Add 19 to each answer coordinate in every line from the one containing "task | indicate the watermelon" down to the last line below, then write out all of those lines again. Leave everything else in them unchanged.

▼▼▼

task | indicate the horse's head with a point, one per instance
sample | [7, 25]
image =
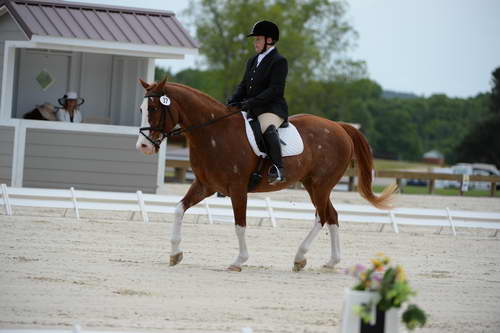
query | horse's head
[158, 117]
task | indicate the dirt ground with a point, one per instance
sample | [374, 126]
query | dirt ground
[107, 273]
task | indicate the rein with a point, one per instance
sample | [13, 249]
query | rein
[177, 131]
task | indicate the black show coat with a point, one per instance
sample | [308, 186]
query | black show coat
[263, 86]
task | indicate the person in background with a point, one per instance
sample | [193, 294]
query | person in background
[69, 111]
[45, 111]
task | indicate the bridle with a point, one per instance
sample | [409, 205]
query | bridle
[165, 108]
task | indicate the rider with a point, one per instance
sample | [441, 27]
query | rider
[261, 91]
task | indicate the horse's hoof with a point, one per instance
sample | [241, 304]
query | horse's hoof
[175, 259]
[234, 268]
[298, 266]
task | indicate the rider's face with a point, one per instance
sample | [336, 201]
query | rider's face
[259, 43]
[70, 104]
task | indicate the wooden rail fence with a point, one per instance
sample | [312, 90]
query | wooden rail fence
[181, 166]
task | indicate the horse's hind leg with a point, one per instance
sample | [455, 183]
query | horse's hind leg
[300, 260]
[195, 194]
[333, 228]
[239, 202]
[320, 199]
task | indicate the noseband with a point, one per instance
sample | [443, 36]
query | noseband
[178, 131]
[164, 109]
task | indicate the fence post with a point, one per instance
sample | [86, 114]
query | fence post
[6, 203]
[394, 223]
[75, 204]
[452, 224]
[431, 186]
[209, 213]
[271, 212]
[142, 207]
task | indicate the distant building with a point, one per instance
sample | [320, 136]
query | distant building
[433, 157]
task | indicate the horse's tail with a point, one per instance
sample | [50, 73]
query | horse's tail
[364, 160]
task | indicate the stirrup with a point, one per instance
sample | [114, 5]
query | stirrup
[276, 175]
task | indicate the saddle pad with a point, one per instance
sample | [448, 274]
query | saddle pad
[289, 135]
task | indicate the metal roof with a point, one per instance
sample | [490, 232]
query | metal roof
[97, 22]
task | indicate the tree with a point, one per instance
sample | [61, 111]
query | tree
[482, 144]
[313, 35]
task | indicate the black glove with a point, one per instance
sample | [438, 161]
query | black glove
[234, 103]
[246, 104]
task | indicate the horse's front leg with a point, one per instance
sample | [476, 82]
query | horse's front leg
[195, 194]
[239, 202]
[300, 260]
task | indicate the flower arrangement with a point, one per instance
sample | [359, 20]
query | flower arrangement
[391, 284]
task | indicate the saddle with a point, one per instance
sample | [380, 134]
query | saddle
[291, 144]
[291, 141]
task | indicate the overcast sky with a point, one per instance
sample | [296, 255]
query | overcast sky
[418, 46]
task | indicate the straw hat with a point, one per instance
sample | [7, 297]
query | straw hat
[71, 95]
[47, 111]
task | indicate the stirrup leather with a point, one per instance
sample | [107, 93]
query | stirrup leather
[276, 175]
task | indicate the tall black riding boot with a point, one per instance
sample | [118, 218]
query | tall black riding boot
[273, 145]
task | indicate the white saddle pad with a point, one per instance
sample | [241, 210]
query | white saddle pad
[289, 135]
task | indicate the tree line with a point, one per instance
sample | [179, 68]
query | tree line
[315, 37]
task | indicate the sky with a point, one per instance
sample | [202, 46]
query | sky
[416, 46]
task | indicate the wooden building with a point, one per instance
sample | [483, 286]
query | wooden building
[50, 47]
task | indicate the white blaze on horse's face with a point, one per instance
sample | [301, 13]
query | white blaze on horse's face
[143, 145]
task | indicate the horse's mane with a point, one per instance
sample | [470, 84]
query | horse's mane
[199, 93]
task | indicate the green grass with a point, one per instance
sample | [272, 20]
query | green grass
[440, 191]
[399, 165]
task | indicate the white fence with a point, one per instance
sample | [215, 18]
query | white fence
[220, 209]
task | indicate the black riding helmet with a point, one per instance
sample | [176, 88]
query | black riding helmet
[266, 29]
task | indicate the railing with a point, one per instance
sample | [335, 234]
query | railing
[182, 165]
[220, 209]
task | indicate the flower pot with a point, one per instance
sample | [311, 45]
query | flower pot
[383, 322]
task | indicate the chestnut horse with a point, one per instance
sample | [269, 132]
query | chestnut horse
[222, 161]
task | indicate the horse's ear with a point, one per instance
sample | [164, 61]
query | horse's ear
[144, 84]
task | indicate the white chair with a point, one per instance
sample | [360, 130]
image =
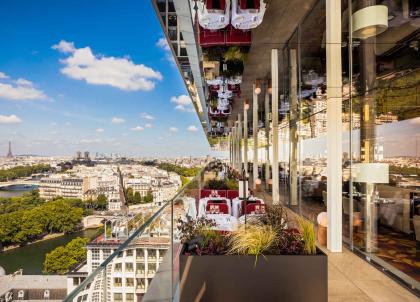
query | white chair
[247, 18]
[211, 17]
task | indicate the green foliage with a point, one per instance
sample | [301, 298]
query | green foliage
[183, 171]
[26, 201]
[32, 220]
[254, 239]
[308, 235]
[148, 198]
[22, 171]
[63, 258]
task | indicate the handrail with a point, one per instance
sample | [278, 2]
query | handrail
[123, 245]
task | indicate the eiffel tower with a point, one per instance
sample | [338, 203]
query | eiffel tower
[9, 153]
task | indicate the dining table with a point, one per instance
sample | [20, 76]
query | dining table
[202, 204]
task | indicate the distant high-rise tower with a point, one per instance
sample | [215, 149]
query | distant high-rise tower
[9, 153]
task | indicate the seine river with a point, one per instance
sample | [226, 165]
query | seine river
[31, 257]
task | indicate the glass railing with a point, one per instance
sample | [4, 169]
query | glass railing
[151, 237]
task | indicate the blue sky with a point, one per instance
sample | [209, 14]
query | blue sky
[91, 75]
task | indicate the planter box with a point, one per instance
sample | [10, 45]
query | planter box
[233, 278]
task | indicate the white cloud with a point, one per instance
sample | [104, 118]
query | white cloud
[10, 119]
[121, 73]
[117, 120]
[183, 103]
[146, 116]
[90, 141]
[19, 90]
[163, 43]
[192, 128]
[64, 47]
[137, 129]
[415, 120]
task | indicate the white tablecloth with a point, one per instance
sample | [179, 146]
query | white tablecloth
[224, 222]
[203, 203]
[190, 207]
[236, 206]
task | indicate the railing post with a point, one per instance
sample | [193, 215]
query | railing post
[334, 126]
[275, 113]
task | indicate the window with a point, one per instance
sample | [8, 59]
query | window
[129, 282]
[117, 297]
[106, 253]
[139, 253]
[129, 267]
[95, 265]
[96, 254]
[118, 267]
[117, 282]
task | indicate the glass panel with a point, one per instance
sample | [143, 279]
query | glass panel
[386, 113]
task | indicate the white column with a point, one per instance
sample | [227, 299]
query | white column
[334, 126]
[275, 119]
[240, 142]
[267, 136]
[245, 140]
[255, 135]
[294, 146]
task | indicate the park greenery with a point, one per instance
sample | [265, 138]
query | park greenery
[22, 171]
[136, 198]
[182, 171]
[63, 258]
[28, 218]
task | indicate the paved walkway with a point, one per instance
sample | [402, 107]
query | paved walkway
[350, 278]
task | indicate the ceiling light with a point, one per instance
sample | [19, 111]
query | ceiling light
[370, 21]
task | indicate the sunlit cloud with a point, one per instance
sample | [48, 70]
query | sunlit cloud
[19, 90]
[183, 103]
[10, 119]
[137, 129]
[147, 116]
[117, 120]
[121, 73]
[192, 128]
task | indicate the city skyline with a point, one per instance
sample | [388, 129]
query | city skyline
[112, 88]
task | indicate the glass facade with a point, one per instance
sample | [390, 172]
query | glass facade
[381, 130]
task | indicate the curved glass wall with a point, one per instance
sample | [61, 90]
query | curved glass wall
[381, 129]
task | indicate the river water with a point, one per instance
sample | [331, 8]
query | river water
[31, 257]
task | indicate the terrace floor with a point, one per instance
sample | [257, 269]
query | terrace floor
[350, 278]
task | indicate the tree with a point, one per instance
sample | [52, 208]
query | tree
[63, 258]
[136, 198]
[149, 197]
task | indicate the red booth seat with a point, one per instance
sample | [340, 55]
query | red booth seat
[216, 4]
[232, 194]
[249, 4]
[255, 208]
[217, 208]
[208, 38]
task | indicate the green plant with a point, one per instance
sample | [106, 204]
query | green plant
[234, 53]
[254, 239]
[308, 235]
[276, 216]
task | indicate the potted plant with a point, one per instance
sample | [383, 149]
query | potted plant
[266, 260]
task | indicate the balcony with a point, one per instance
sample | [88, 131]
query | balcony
[346, 271]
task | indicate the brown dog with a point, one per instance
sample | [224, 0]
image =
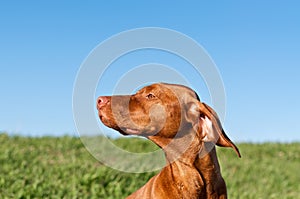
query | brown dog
[173, 117]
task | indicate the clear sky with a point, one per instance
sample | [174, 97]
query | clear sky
[255, 45]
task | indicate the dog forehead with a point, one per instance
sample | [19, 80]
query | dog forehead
[180, 91]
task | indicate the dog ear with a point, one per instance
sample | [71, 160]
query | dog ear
[211, 128]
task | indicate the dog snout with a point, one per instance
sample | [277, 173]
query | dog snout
[102, 101]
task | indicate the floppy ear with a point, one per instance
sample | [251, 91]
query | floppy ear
[211, 129]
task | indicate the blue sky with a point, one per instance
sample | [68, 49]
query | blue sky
[255, 45]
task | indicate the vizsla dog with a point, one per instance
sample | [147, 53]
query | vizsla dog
[187, 130]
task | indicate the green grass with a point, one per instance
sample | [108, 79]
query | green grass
[50, 167]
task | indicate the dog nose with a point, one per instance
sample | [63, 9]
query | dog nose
[102, 101]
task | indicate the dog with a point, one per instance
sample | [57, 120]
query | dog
[186, 129]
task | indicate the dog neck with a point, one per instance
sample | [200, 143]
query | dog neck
[190, 151]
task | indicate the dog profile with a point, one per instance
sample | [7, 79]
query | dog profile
[187, 130]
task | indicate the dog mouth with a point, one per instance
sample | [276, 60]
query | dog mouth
[131, 131]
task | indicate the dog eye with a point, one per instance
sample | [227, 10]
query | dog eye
[150, 96]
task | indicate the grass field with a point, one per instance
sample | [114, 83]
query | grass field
[50, 167]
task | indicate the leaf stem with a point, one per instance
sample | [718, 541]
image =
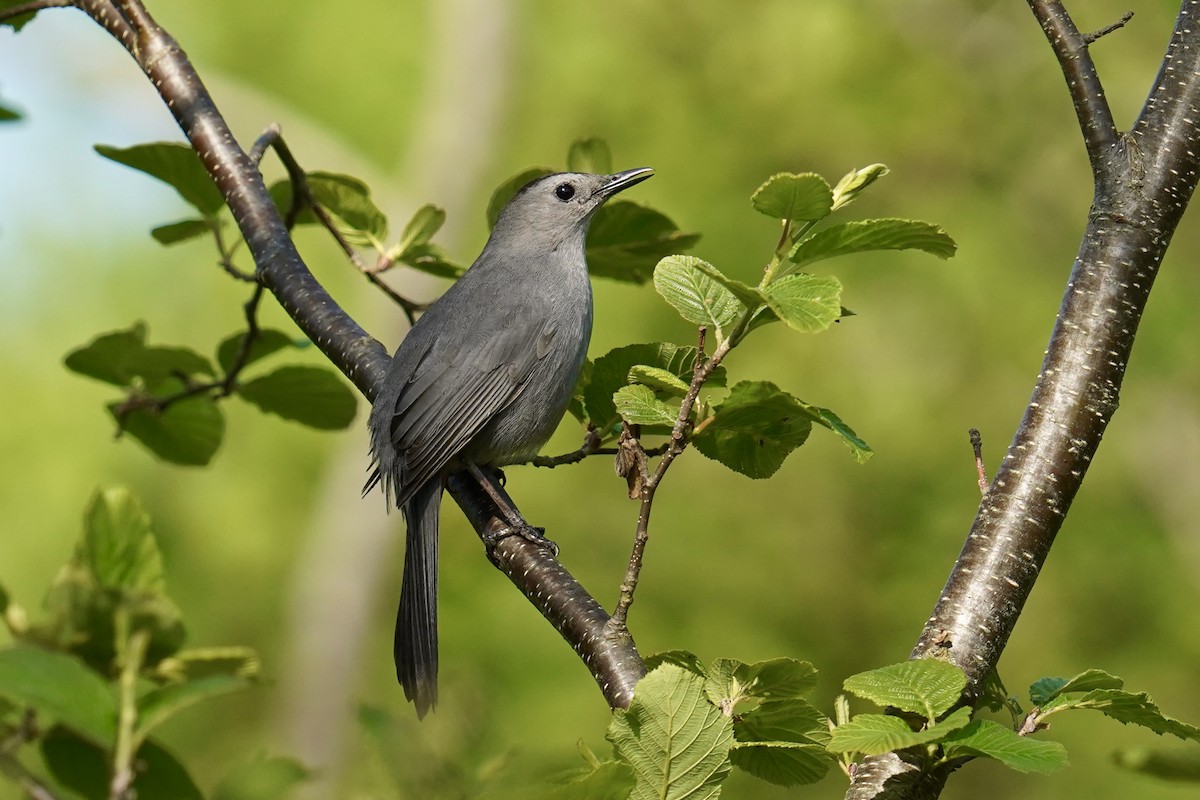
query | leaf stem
[121, 787]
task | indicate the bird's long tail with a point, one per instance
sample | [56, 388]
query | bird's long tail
[417, 623]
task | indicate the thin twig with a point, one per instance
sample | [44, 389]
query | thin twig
[226, 260]
[24, 733]
[977, 446]
[303, 198]
[678, 441]
[223, 388]
[1108, 29]
[1083, 82]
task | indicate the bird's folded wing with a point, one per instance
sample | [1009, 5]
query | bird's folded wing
[455, 391]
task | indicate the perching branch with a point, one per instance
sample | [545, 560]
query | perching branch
[1144, 180]
[611, 656]
[1091, 106]
[303, 198]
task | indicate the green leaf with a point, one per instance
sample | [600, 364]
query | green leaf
[59, 686]
[119, 546]
[183, 230]
[1123, 707]
[786, 720]
[1086, 681]
[174, 163]
[859, 450]
[84, 768]
[628, 239]
[187, 433]
[805, 197]
[639, 405]
[311, 396]
[611, 371]
[197, 663]
[1044, 690]
[420, 229]
[160, 704]
[432, 259]
[348, 202]
[993, 740]
[682, 659]
[720, 685]
[778, 678]
[589, 156]
[699, 298]
[873, 235]
[509, 188]
[19, 20]
[755, 429]
[676, 741]
[874, 734]
[120, 356]
[660, 380]
[924, 686]
[807, 302]
[264, 344]
[604, 781]
[783, 763]
[1176, 764]
[262, 779]
[855, 181]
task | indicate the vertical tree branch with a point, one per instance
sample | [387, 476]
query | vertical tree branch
[1086, 92]
[1143, 185]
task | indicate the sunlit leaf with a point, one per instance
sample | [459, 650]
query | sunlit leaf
[871, 235]
[639, 405]
[855, 181]
[61, 687]
[348, 202]
[805, 197]
[755, 428]
[627, 240]
[699, 298]
[924, 686]
[183, 230]
[676, 740]
[874, 734]
[174, 163]
[993, 740]
[783, 763]
[807, 302]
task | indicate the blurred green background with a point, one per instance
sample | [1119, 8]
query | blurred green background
[828, 561]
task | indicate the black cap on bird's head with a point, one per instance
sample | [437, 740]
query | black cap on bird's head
[553, 206]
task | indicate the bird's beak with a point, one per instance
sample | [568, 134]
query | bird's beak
[621, 181]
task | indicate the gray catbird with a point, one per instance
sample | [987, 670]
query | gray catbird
[483, 379]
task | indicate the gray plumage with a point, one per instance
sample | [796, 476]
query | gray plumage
[484, 378]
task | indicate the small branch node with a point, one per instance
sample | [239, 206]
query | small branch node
[977, 446]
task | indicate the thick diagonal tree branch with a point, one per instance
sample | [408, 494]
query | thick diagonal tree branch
[612, 660]
[1144, 180]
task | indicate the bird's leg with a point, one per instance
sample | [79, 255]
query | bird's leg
[517, 524]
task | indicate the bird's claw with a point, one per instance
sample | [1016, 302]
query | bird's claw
[526, 531]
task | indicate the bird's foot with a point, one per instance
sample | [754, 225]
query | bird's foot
[526, 531]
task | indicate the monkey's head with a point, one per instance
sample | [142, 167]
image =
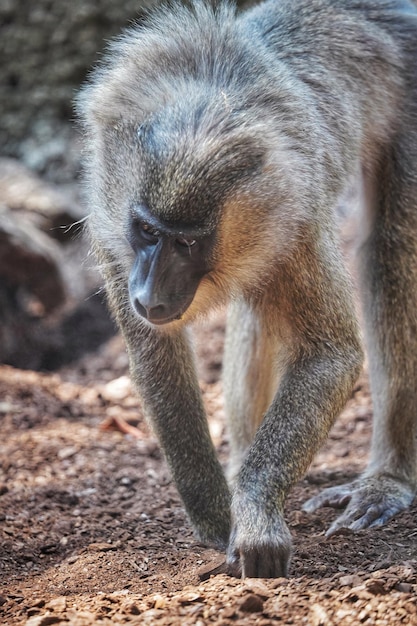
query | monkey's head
[185, 176]
[192, 161]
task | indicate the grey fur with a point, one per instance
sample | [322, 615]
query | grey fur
[252, 128]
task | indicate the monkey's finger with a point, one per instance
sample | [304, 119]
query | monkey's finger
[266, 562]
[360, 517]
[336, 497]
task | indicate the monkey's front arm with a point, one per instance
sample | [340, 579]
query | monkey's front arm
[163, 370]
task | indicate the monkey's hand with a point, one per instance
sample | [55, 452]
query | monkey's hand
[260, 543]
[371, 501]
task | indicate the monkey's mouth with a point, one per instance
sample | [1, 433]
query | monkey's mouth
[159, 315]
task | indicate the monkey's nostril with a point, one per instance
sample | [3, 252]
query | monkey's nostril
[143, 311]
[151, 313]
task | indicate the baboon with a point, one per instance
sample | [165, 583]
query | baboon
[219, 148]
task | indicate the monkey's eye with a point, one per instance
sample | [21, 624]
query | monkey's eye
[184, 242]
[148, 233]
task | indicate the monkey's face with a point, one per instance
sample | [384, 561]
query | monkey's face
[169, 265]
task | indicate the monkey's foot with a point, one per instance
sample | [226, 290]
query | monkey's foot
[256, 553]
[371, 501]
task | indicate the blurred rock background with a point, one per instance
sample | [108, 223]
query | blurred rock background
[50, 308]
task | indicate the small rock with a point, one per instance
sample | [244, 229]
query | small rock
[252, 603]
[351, 580]
[318, 616]
[404, 587]
[188, 597]
[376, 587]
[100, 547]
[159, 602]
[57, 604]
[216, 565]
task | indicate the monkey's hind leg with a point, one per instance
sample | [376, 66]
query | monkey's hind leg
[249, 380]
[389, 282]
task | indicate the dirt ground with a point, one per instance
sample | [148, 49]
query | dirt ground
[92, 530]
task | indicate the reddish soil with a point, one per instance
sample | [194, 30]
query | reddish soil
[92, 530]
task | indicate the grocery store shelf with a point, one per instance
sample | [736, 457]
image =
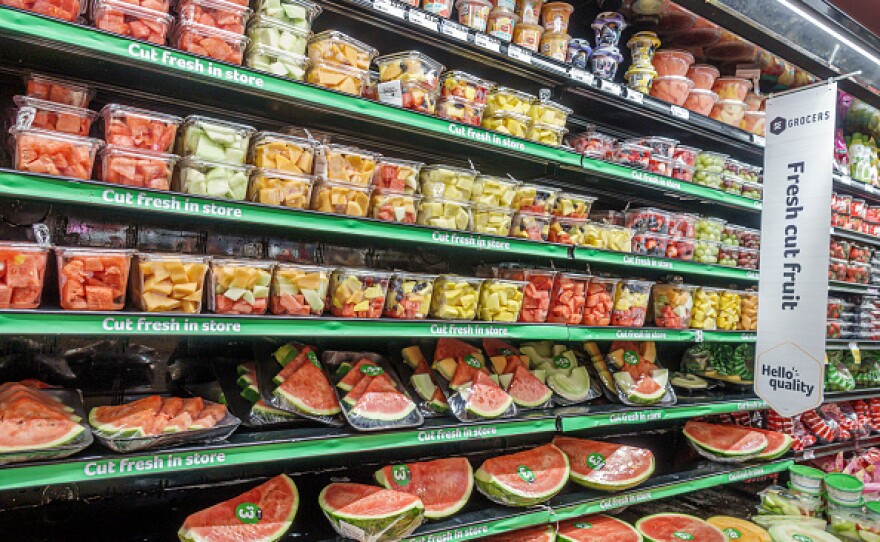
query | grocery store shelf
[167, 70]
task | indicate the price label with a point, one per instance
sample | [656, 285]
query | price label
[518, 53]
[487, 42]
[611, 88]
[425, 20]
[581, 76]
[389, 7]
[453, 30]
[680, 112]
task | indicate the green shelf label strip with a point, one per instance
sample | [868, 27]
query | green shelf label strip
[105, 44]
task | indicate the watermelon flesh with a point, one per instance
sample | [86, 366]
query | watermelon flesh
[678, 527]
[597, 528]
[443, 485]
[605, 465]
[277, 501]
[524, 478]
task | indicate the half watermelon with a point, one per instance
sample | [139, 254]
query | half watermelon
[605, 465]
[369, 513]
[597, 528]
[444, 485]
[273, 504]
[524, 478]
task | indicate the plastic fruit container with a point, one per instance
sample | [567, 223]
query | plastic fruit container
[528, 225]
[394, 207]
[570, 205]
[300, 290]
[568, 231]
[51, 89]
[209, 42]
[672, 62]
[701, 101]
[337, 77]
[169, 282]
[54, 153]
[273, 187]
[528, 35]
[395, 175]
[334, 47]
[474, 13]
[299, 13]
[22, 274]
[673, 89]
[673, 304]
[460, 110]
[568, 298]
[358, 293]
[439, 181]
[138, 168]
[703, 76]
[409, 66]
[214, 179]
[462, 85]
[215, 140]
[455, 297]
[341, 198]
[45, 115]
[134, 128]
[219, 14]
[444, 213]
[534, 198]
[507, 123]
[631, 303]
[239, 286]
[409, 296]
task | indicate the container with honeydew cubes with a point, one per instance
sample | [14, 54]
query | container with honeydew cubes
[455, 297]
[298, 13]
[170, 283]
[300, 290]
[239, 286]
[358, 293]
[214, 140]
[409, 296]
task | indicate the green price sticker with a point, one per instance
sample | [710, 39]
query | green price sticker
[401, 475]
[527, 475]
[248, 512]
[371, 370]
[596, 461]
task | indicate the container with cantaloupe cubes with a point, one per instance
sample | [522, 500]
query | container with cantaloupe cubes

▲▲▲

## Answer for the task
task | indicate the watermelon flesh with a point, one per instance
sample | [86, 366]
query | watermelon flesh
[697, 546]
[616, 547]
[462, 504]
[624, 484]
[296, 520]
[543, 497]
task | indicate the half watermelon with a point, one per instance
sample | [139, 254]
query | half watermelon
[624, 484]
[388, 532]
[616, 547]
[463, 504]
[292, 523]
[543, 497]
task | indicate the plastic fruit container with a point, one per instance
sample | [567, 223]
query | plastic fruit container
[547, 244]
[413, 226]
[589, 224]
[319, 309]
[587, 250]
[70, 108]
[228, 61]
[691, 81]
[720, 120]
[356, 96]
[188, 301]
[73, 172]
[292, 206]
[547, 54]
[414, 194]
[353, 66]
[493, 32]
[318, 32]
[41, 293]
[692, 108]
[692, 323]
[479, 129]
[587, 317]
[377, 312]
[458, 200]
[157, 187]
[722, 95]
[428, 85]
[233, 198]
[481, 104]
[234, 159]
[474, 316]
[360, 217]
[64, 134]
[153, 147]
[238, 33]
[463, 232]
[553, 217]
[526, 142]
[650, 322]
[258, 305]
[428, 315]
task | indicate the container with honeydew cubes with a point, one per instance
sample | [14, 54]
query | container with honeydew cubes
[474, 316]
[317, 32]
[189, 302]
[319, 309]
[258, 305]
[377, 312]
[233, 159]
[428, 315]
task | indicate the green price sticker with a point, one per instance
sample | [710, 39]
query | green price sticker
[420, 494]
[546, 494]
[267, 531]
[390, 389]
[615, 480]
task | indicate the container with cantaloupe cubes with a point, one per instance
sample | [522, 500]
query | container with cantaloupe cubes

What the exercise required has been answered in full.